• _EXERCISE INSTRUCTIONS_: Copy out the entries word for word, leaving images aside.

• _AVAILABLE RECORDS_:

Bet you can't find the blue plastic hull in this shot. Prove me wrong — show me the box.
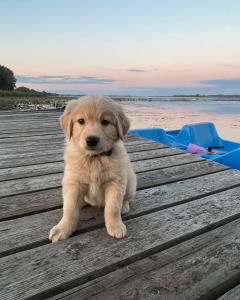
[130,122,240,170]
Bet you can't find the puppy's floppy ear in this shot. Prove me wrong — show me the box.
[116,104,130,140]
[60,112,73,139]
[59,100,78,139]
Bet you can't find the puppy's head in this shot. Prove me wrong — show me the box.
[60,96,130,155]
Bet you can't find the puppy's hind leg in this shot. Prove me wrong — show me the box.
[121,200,130,214]
[122,168,137,214]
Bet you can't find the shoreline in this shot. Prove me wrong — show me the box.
[1,96,240,111]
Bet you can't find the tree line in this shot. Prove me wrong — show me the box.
[0,65,16,90]
[0,65,58,96]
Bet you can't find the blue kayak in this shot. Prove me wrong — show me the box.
[129,122,240,170]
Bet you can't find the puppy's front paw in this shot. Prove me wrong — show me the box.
[49,223,73,242]
[106,221,127,239]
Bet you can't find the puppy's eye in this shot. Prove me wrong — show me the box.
[78,118,85,125]
[101,119,110,126]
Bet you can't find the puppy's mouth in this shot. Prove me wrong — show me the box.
[86,149,102,157]
[85,146,113,157]
[86,145,98,151]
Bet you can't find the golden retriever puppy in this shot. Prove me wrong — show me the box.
[49,95,137,242]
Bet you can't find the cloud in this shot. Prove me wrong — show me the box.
[199,78,240,89]
[16,75,118,85]
[127,68,147,72]
[36,83,240,96]
[49,85,234,96]
[118,83,240,95]
[16,75,240,95]
[220,64,238,68]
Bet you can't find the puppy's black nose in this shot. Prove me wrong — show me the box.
[86,136,99,147]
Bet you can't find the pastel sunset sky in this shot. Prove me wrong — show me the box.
[1,0,240,95]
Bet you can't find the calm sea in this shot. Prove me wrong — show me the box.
[122,100,240,141]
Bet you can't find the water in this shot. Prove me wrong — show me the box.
[122,100,240,141]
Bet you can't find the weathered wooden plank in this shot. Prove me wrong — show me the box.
[1,187,240,299]
[0,133,64,143]
[125,134,152,142]
[0,139,64,150]
[0,130,62,139]
[0,135,146,154]
[0,169,239,221]
[1,170,240,256]
[53,218,240,300]
[0,126,59,132]
[0,148,184,181]
[0,173,63,197]
[0,115,59,119]
[0,137,64,149]
[0,120,59,126]
[0,111,60,118]
[0,113,60,118]
[137,160,228,189]
[0,142,64,155]
[133,153,203,173]
[0,123,60,129]
[0,159,224,197]
[125,142,166,152]
[0,153,64,168]
[218,284,240,300]
[0,153,199,181]
[0,116,59,123]
[129,147,182,161]
[0,161,64,181]
[0,115,59,121]
[0,141,167,168]
[0,144,180,159]
[0,114,59,119]
[0,188,62,220]
[0,134,144,146]
[0,149,64,160]
[0,125,57,133]
[0,130,140,140]
[0,120,60,129]
[0,173,62,197]
[0,135,148,150]
[0,110,58,121]
[0,111,60,117]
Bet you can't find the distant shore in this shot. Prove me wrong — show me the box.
[1,94,240,110]
[113,95,240,102]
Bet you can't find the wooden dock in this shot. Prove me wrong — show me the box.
[1,110,240,299]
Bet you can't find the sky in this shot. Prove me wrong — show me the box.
[1,0,240,95]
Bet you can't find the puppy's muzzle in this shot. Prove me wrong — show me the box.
[86,136,100,148]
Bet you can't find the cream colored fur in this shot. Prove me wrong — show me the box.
[49,96,137,242]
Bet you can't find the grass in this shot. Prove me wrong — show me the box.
[0,96,77,110]
[0,89,80,110]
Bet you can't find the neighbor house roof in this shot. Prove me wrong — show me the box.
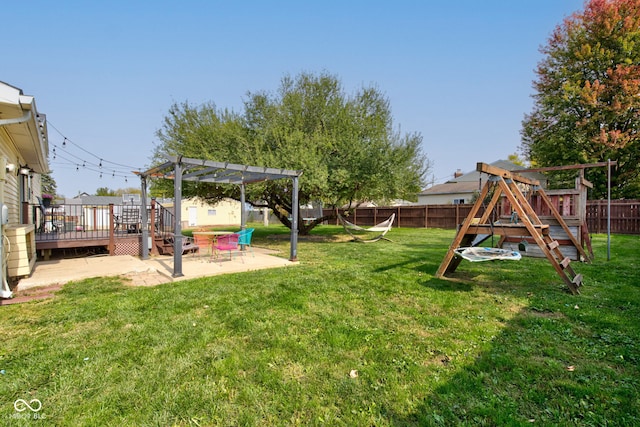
[420,160,548,196]
[65,195,123,205]
[419,180,480,196]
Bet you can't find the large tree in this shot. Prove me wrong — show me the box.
[153,72,429,233]
[521,0,640,198]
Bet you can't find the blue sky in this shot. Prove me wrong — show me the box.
[3,0,585,197]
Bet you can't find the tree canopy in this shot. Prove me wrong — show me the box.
[153,72,429,233]
[521,0,640,198]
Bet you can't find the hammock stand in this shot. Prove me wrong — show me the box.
[338,213,395,243]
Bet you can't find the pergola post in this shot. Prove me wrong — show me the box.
[290,176,299,262]
[173,159,184,277]
[240,183,246,231]
[140,175,149,260]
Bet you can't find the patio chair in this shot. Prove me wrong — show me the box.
[121,207,141,233]
[236,228,255,257]
[193,233,213,259]
[213,233,241,263]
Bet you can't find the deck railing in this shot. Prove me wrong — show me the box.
[34,201,175,244]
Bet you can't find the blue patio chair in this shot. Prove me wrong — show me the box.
[236,228,255,257]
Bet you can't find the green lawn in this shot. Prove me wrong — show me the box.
[1,225,639,426]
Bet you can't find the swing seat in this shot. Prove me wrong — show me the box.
[454,247,522,262]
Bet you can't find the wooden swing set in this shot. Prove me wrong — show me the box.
[436,163,588,294]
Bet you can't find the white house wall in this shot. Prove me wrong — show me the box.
[166,198,241,228]
[417,192,474,205]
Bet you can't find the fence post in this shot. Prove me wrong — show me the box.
[424,205,428,228]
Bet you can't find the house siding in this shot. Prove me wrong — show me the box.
[417,192,474,205]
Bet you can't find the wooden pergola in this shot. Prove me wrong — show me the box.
[139,156,303,277]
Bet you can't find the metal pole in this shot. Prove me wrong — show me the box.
[607,158,611,261]
[173,159,184,277]
[290,176,299,262]
[0,158,11,298]
[240,183,246,231]
[140,176,149,260]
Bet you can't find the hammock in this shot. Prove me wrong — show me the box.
[338,213,395,243]
[454,247,522,262]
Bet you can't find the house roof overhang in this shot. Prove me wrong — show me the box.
[0,82,49,173]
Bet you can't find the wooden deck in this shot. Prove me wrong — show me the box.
[35,230,138,250]
[31,201,175,258]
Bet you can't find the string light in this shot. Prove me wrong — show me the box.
[48,121,141,170]
[46,120,144,187]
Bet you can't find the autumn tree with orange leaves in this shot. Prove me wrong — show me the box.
[521,0,640,198]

• _RESULT OF THIS EXERCISE_:
Bet you can't find the blue plastic hull in this shot. Prove me wrong — show me the box.
[130,122,240,170]
Bet you can't find the puppy's floppy ear in this shot. Prove me wrong — show me the box.
[116,104,130,140]
[60,112,73,139]
[59,100,78,139]
Bet you can't find the puppy's head in this shot. Prove me wrong — show me the box.
[60,96,130,155]
Bet you can't find the puppy's hind leg in this shot. Prove me wrong — show me the box.
[121,200,130,214]
[122,168,137,214]
Bet you can't find the shoreline in this shot. Prove me wrong — show me the box.
[1,96,240,111]
Bet you can't find the tree line in this shot. Prove me wrong — show me the box.
[0,65,16,90]
[0,65,58,96]
Bet you can't find the blue kayak in this shot. Prove me wrong — show me the box.
[129,122,240,170]
Bet you can't find the puppy's front paw in this shot. Prove me wrong — show me the box.
[49,223,73,242]
[106,221,127,239]
Bet you can't find the puppy's eye in this shot. Prove me wrong — show me the box.
[78,118,85,125]
[101,119,110,126]
Bet you can't find the puppy's mouth in this shot. Prove me wrong — show me the box.
[86,149,102,157]
[85,146,113,157]
[86,145,98,151]
Bet you can't find the golden retriever puppy in this shot. Prove me wrong — show me the box.
[49,95,137,242]
Bet you can't find the cloud in this shot. Prove me wrong — show me the box.
[199,78,240,89]
[16,75,118,85]
[127,68,147,72]
[36,83,240,96]
[49,85,234,96]
[118,83,240,95]
[16,75,240,95]
[220,64,238,68]
Bet you can't find the puppy's black nose in this shot. Prove me wrong — show me the box.
[86,136,99,147]
Bet you can't find the pastel sunset sky in this shot. Prove me wrong — show me the box.
[1,0,240,95]
Bet you can't find the calm sea in this shot. Prove me wrong — show me the box.
[122,100,240,141]
Bet you can't find the water in this shot. Prove me wrong — show me the box.
[122,100,240,141]
Bet you can't find the weathered wooden plank in this shot. Prove me wrong — show me the box.
[1,187,240,299]
[0,133,64,143]
[125,134,152,142]
[0,139,64,150]
[0,130,62,139]
[0,135,146,154]
[0,169,239,221]
[1,170,240,256]
[53,218,240,300]
[0,126,59,132]
[0,148,184,181]
[0,173,63,197]
[0,115,59,119]
[0,137,64,149]
[0,120,59,126]
[0,111,60,118]
[0,113,60,118]
[137,160,228,189]
[0,142,64,155]
[133,153,203,173]
[0,123,60,129]
[0,159,224,197]
[125,142,166,152]
[0,153,64,168]
[218,284,240,300]
[0,153,199,181]
[0,116,59,123]
[129,147,182,161]
[0,161,64,181]
[0,115,59,121]
[0,141,167,168]
[0,144,180,159]
[0,114,59,119]
[0,188,62,220]
[0,134,144,146]
[0,149,64,160]
[0,125,57,133]
[0,130,140,140]
[0,120,60,129]
[0,173,62,197]
[0,135,148,150]
[0,110,58,121]
[0,111,60,117]
Bet you can't find the distant shore in this shot. Prove me wrong — show me the box.
[1,94,240,110]
[113,95,240,102]
Bet you can't find the wooden dock in this shot. Prove me wrong — show me the box.
[1,110,240,299]
Bet you can't find the sky in this shot. Prove me wrong — show me the box.
[1,0,240,95]
Bet you can't find the puppy's muzzle in this shot. Prove me wrong — show me the box.
[86,136,100,148]
Bet you can't find the cream colored fur in this shot. Prove me wrong — show me the box.
[49,96,137,242]
Bet you can't find the grass in this shot. Prove me wrong — show me the box.
[0,96,77,110]
[0,89,80,110]
Bet you can't find the neighbor house roof in this shot. Prove me wrong — show me the box.
[420,160,548,196]
[65,195,123,205]
[419,180,480,196]
Bet you can't find the large tree in this shot. Prove me wrong — show me the box.
[153,72,429,233]
[521,0,640,198]
Bet you can't find the blue sky in this shot. Prove me wrong — show me the box.
[3,0,585,197]
Bet you can't find the tree canopy in this shot. Prove me wrong — show me the box.
[153,72,429,233]
[521,0,640,198]
Bet you can't find the hammock stand in this shot. Prove me wrong — show me the box.
[338,213,395,243]
Bet you can't find the pergola post in this shot. Prove me wrong — show me the box.
[290,176,299,262]
[173,159,184,277]
[240,183,246,231]
[140,175,149,260]
Bet you can't find the patio chair in this shot. Prove me wrong — show me the box.
[121,207,141,233]
[236,228,255,257]
[193,233,213,259]
[213,233,241,263]
Bet you can't find the deck railing in this shot. Prove me wrong — show me the box.
[34,201,175,244]
Bet you can't find the blue patio chair in this shot. Prove me wrong — show me the box.
[236,228,255,257]
Bet you can't find the green lawn in this shot. Prove me wrong — show me the box.
[1,225,639,426]
Bet you can't find the swing seat in this shot. Prove me wrong — show me the box.
[454,247,522,262]
Bet you can't find the wooden swing set in this shot. Prove me wrong — show me the box.
[436,163,588,294]
Bet you can't find the white house wall in this shot. Prove me wrong — show me the box.
[166,198,241,228]
[417,192,474,205]
Bet you can't find the fence post in this shot. Prove me wrong — show me the box.
[424,205,428,228]
Bet you can't find the house siding in this shot. Prove me wrong — show me the box.
[417,192,474,205]
Bet you can't find the wooden pergola in this shot. Prove me wrong — show me the box.
[139,156,303,277]
Bet you can't find the metal pole in this shot. Prove me wrong — show me the box.
[607,158,611,261]
[173,159,184,277]
[290,176,299,262]
[0,158,11,298]
[240,183,246,231]
[140,176,149,260]
Bet you can't find the hammock in this shot. Prove me wrong — show me the box.
[338,213,395,243]
[454,247,522,262]
Bet you can't find the house roof overhang in this shot. Prove me wrong — show me the box.
[0,82,49,173]
Bet you can't find the wooden deck in this shot. Prove me wrong — show me the box.
[35,230,138,250]
[31,201,175,258]
Bet you can't find the string light in this shot. Prove me wrong — show me the box.
[48,121,141,170]
[46,120,144,187]
Bet you can't find the autumn tree with orange leaves in this shot. Prove me wrong — show me the box.
[521,0,640,198]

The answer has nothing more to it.